*Поставленная задача 1:* Объясните по отрывку о бургундском искусстве, почему Великое герцогство Бургундское не могло узнать той степени свободы, которую дает космополитизм. Ответьте одним-двумя предложениями.

Потребности в космополитизме ни Ван Эйк, ни Рогир, ни Мемлинг не испытывали; подобной степени свободы Великое герцогство Бургундское не знало вовсе или, точнее говоря, в окружении враждебных государств, защищая свою идентичность от растворения во Франции – и узнать не могло. Бургундское искусство задумалось об иных культурах лишь через негативный опыт, через отрицание собственной истории – однажды так произошло. В творчестве Иеронима Босха, подведшего черту под бургундской эстетикой и осмыслившего историю Бургундского герцогства на всечеловеческом уровне, в творчестве Питера Брейгеля, написавшего фламандскую деревушку как весь мир – в Нижние Земли пришел космополитизм, необходимый компонент гуманистического мышления. Но ни Ван Эйк, ни Рогир, ни Мемлинг – проблемой всечеловечности не озабочены.

И, пока этого понимания не случилось, Ганс Мемлинг пишет теологический инвариант казарменной государственной утопии. Сколь рознится эта концепция тождественности с пафосом Итальянского Ренессанса…

Гражданский персонализм Данте продолжает оставаться непревзойденной вершиной индивидуальной веры – сопоставления своей выстраданной совести с Божественным произволом. Восстание против произвола власти – мысль о нем теплится в Италии всегда, задолго до Николо де Риенцо. Микеланджело, боготворивший Данте, идет поперек убеждений своего кумира, поместившего Брута в аду, и вырубает бюст Брута – как символ республиканского протеста. После бегства Медичи из Флоренции скульптурную группу «Юдифь с головой Олоферна» Донателло ставят на площади Синьории, словно в назидание любой попытке ограничить свободы, а «Давид» Микеланджело, установленный на этой же площади ко времени второй флорентийской республики, призван отразить вторжение Карла VIII и противостоять Александру Борджиа. Это – кричащее, гордое, индивидуальное сопротивление.

Что может противопоставить этому гордому республиканскому сознанию искусство Бургундии? Нам известно, что Гент в 1434 году потрясло восстание суконщиков; производство сукна – важнейший компонент экономики герцогства; конфликт нобилей с купцами и купцов с пролетариями – что может быть важнее для самосознания бургундского мыслителя. И, однако этот вопрос не нашел отражения в искусстве Бургундии. Новая жена Филиппа Доброго, Изабелла Португальская, своими дипломатическими талантами сумела смирить восстание, но мы не отыщем в живописи Ван Эйка реакции на это событие, хотя сам герцог Филипп (как явствует из документов) и восхищается дипломатическим искусством Изабеллы.

История общества, как трактует ее бургундское искусство, происходит внутри избранной страты отдельного государства – и границы этой страты строго определены.

И вот, внутри этой очень ограниченной, узкой общности людей – Ганс Мемлинг пишет унифицированные облики, стандартизирует персонажей, создает одинаковые лица.

Что это значит?

*Сохранённые строки:*
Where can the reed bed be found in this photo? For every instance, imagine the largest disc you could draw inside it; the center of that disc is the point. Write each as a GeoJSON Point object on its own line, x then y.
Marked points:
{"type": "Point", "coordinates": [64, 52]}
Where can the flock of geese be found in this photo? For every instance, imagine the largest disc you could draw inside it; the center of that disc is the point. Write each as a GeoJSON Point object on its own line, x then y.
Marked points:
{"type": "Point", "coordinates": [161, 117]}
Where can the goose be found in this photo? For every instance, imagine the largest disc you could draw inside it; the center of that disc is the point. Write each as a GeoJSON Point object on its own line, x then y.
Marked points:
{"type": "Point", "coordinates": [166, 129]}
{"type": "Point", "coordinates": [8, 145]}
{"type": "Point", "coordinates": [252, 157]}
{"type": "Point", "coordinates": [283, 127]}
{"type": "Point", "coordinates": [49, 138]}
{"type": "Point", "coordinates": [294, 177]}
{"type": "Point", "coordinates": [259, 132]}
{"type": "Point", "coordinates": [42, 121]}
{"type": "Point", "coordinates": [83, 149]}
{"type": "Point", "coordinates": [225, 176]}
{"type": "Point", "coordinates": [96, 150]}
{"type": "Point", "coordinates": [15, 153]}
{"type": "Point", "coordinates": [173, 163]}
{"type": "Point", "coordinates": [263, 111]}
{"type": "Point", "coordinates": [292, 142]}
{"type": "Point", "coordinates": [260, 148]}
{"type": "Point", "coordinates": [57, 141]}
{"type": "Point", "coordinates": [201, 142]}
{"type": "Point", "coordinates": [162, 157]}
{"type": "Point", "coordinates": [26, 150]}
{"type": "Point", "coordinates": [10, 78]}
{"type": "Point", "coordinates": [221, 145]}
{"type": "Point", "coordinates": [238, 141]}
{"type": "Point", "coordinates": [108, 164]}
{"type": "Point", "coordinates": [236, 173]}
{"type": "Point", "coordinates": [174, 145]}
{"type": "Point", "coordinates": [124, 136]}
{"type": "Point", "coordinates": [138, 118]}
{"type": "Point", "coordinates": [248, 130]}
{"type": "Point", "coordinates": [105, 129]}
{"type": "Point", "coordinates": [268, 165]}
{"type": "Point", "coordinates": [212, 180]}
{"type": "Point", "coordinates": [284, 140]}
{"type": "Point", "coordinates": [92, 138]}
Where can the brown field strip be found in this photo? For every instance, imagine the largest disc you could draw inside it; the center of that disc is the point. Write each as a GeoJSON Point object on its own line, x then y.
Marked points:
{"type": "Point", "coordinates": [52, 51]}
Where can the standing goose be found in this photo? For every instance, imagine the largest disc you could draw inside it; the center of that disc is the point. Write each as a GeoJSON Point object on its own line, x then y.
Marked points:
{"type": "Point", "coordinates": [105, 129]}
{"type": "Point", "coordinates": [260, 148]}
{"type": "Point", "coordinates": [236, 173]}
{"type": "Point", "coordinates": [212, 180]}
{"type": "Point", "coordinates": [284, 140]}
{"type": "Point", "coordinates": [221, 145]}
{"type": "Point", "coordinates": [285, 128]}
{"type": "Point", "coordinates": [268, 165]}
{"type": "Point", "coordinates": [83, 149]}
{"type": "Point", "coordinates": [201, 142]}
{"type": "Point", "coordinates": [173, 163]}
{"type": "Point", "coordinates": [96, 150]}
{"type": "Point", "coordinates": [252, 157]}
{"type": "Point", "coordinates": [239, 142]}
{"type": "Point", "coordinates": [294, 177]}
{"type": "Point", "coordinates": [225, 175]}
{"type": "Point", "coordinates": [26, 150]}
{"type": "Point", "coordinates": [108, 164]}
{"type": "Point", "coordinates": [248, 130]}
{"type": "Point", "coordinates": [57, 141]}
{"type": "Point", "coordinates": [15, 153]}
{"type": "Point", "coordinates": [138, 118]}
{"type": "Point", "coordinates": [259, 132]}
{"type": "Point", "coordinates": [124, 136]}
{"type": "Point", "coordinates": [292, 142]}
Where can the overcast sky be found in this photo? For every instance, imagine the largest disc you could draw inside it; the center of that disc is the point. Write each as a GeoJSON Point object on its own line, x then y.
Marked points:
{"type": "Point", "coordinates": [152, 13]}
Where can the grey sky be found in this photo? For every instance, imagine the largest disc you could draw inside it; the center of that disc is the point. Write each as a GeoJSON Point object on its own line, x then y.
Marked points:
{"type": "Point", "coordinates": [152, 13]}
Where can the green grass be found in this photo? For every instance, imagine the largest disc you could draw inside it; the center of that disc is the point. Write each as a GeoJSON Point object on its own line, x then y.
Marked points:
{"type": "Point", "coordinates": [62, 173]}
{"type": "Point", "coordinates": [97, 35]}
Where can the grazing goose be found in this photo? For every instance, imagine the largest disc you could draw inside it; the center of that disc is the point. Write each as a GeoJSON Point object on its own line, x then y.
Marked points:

---

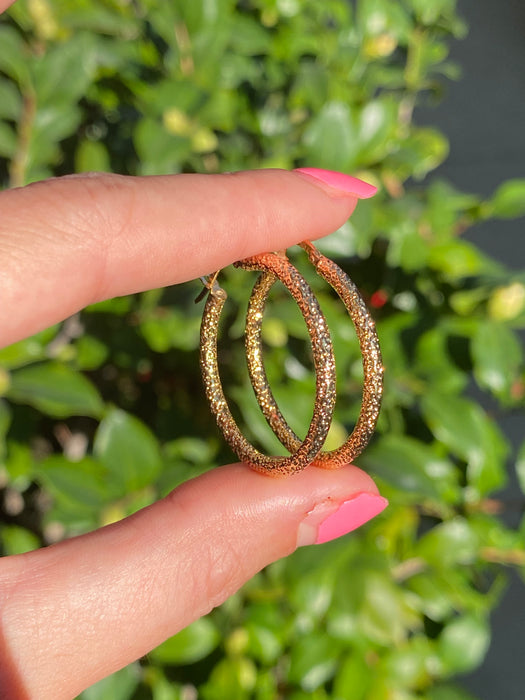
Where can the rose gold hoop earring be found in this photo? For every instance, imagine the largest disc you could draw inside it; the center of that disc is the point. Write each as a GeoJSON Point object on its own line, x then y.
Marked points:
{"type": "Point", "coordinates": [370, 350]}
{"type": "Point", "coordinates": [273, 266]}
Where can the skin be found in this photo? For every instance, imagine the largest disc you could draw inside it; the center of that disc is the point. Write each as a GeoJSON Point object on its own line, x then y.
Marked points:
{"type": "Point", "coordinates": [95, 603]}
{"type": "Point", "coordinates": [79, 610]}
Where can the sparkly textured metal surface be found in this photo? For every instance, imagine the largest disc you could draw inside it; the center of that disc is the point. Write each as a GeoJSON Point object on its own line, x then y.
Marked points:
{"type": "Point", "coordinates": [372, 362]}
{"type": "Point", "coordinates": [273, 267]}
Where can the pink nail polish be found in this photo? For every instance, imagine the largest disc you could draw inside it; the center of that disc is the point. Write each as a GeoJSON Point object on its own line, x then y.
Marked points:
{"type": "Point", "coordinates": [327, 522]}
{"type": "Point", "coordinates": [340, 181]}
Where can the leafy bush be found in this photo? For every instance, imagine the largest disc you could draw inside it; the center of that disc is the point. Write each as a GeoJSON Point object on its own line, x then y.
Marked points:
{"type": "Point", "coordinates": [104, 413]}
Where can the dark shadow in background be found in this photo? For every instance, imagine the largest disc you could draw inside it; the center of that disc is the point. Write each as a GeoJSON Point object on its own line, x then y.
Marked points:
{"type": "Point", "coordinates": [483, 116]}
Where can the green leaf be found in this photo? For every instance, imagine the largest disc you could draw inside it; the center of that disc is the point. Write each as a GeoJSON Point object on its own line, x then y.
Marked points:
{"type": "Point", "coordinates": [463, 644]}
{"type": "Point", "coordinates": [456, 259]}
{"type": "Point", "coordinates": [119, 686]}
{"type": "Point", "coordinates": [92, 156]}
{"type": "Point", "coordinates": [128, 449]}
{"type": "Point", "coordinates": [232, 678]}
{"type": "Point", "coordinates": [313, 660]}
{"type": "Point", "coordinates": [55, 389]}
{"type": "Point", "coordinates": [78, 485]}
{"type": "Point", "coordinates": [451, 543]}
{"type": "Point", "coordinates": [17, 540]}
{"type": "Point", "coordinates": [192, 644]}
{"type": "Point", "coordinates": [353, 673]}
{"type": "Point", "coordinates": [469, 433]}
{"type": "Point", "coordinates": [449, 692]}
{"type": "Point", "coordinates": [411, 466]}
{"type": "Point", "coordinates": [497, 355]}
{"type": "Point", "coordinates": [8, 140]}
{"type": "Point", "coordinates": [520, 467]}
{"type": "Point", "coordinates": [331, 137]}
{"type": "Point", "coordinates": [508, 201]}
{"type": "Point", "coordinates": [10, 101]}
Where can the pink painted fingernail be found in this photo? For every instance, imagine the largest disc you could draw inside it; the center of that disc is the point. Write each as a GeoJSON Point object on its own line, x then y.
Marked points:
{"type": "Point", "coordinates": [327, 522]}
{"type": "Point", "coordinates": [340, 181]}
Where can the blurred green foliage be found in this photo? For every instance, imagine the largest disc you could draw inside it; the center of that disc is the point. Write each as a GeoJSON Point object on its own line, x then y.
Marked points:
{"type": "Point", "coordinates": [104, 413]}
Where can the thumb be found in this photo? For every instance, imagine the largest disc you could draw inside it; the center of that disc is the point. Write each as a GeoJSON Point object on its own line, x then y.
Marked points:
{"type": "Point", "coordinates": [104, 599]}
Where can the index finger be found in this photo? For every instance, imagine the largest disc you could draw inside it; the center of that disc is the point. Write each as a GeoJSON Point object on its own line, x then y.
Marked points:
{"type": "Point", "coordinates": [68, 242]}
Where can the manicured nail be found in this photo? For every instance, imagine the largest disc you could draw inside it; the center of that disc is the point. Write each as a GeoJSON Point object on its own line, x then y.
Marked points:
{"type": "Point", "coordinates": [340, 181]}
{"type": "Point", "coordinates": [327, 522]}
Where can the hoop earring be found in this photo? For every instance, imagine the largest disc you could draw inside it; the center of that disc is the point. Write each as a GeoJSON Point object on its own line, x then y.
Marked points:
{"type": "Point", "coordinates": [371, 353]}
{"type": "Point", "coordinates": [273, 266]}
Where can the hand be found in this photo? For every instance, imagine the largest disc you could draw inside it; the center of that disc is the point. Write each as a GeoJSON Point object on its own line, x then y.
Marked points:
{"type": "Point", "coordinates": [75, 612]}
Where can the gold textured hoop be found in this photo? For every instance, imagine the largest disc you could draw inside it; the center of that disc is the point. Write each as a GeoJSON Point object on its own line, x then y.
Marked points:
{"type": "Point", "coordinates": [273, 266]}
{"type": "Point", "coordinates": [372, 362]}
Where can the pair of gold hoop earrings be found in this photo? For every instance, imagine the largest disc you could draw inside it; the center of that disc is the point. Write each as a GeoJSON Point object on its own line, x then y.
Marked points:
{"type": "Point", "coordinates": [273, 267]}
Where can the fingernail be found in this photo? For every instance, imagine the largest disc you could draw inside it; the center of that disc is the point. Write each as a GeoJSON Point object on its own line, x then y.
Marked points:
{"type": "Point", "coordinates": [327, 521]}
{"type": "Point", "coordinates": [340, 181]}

*Поставленная задача 2:* Найдите в строках выше все строки, где встречается слово «metal», и перепишите каждую из них. Регистр букв учитывается.

*Ожидаемый ответ 1:* Герцогство находилось в окружении враждебных государств. Ему приходилось защищать свою идентичность от растворения во Франции, поэтому такой свободы оно узнать не могло.

*Ожидаемый ответ 2:*
Where can the sparkly textured metal surface be found in this photo? For every instance, imagine the largest disc you could draw inside it; the center of that disc is the point. Write each as a GeoJSON Point object on its own line, x then y.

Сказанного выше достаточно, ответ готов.